▶ **Source material**:
————

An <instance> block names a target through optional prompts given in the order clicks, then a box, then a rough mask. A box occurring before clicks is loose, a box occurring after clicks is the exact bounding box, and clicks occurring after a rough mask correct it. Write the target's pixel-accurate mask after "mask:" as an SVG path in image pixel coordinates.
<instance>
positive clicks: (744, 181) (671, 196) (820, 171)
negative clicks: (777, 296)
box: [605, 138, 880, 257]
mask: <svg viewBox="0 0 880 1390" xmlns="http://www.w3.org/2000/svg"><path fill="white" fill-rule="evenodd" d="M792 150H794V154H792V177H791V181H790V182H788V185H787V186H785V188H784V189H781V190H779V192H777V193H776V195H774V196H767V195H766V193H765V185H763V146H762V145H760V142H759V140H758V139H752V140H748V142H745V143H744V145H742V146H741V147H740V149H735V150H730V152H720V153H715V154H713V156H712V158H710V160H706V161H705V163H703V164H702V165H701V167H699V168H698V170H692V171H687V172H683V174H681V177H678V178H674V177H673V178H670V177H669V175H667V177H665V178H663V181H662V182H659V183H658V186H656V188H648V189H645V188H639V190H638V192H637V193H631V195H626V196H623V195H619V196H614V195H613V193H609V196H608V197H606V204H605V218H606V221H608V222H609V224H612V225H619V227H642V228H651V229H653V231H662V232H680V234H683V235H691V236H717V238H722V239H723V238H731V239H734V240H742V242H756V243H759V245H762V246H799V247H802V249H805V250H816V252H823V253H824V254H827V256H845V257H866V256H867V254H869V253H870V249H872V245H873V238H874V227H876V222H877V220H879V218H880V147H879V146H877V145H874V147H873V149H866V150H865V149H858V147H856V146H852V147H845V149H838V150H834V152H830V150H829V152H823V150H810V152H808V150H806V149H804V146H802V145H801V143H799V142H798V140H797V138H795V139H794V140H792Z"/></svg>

————

Say, as a single number, how many lines of the records hold the word "clicks".

3